* Vereiste handelingen:
[1] Voor welke misdrijven zit Curtis Dawkins levenslang in de cel, volgens het fragment over hem?
[2] Geef een vervolg op het fragment over Curtis Dawkins dat aansluit op de laatste zin.

* Fragment:
Mag een moordenaar een bestseller schrijven?

Curtis Dawkins: sadistische moordenaar en succesauteur. © .
Ann Peuteman

In de Verenigde Staten is er heibel over een verhalenbundel. Curtis Dawkins, de auteur van The Graybar Hotel, zit levenslang in de cel wegens moord, gijzeling en foltering. Zo iemand gunt de goegemeente geen bestseller. Toch worden gedetineerden net aangemoedigd om te schrijven. Ook in Belgische gevangenissen.

* Overzicht:

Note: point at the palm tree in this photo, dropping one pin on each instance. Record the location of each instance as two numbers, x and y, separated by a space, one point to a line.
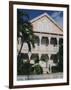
24 30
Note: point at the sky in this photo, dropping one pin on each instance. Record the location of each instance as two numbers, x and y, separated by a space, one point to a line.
56 15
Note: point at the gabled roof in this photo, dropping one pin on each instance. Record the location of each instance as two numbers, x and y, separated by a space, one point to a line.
50 18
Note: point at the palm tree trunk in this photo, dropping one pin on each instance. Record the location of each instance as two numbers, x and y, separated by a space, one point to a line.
20 49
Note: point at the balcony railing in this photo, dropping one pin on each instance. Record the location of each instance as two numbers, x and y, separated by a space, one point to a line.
42 48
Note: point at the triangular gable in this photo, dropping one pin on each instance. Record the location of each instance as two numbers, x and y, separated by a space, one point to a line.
44 23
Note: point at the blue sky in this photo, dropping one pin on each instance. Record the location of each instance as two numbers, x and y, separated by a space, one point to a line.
56 15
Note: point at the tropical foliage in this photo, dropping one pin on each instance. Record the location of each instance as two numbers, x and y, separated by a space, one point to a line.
25 33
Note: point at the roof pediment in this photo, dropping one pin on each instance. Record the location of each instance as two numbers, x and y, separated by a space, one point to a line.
44 23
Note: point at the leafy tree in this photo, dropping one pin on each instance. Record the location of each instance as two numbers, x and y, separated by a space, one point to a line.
25 32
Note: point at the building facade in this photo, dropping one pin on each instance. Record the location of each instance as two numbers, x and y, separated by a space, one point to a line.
48 37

* Uitkomsten van opdrachten:
[1] Voor moord, gijzeling en foltering.

[2]
‘De nacht waarin ik een man vermoordde, was een vreselijke beproeving. Vooral voor zijn familie, voor mijn familie – voor iedereen die getraumatiseerd werd door wat ik heb gedaan. Nog altijd worstel ik met een gevoel van schuld en verdriet. Vaak ontplof ik haast van alle droefenis en smart in mijn hart. Maar binnen de vierentwintig uur nadat je een gevangenisdeur achter je hebt horen dichtslaan, besef je dat je maar twee mogelijkheden hebt: ofwel heb je zo veel spijt van het verleden dat je eraan doodgaat, ofwel leer je in het heden te leven. Voor mij bestaat dat heden voor een groot deel uit fictie. Ik klamp me eraan vast als aan een reddingssloep die elke dag weer van de mist wegdrijft.’ Dat schrijft de Amerikaan Curtis Dawkins in het dankwoord bij zijn verhalenbundel The Graybar Hotel. De meeste van die rake maar ook bevreemdende verhalen spelen zich binnen gevangenismuren af en worden verteld vanuit het perspectief van een naamloze gedetineerde. Amper was het boek verschenen of het werd al de hemel in geprezen door schrijvers als Roddy Doyle en Atticus Lish, en ook de Amerikaanse recensenten reageerden lovend. Zij het met een paar kanttekeningen.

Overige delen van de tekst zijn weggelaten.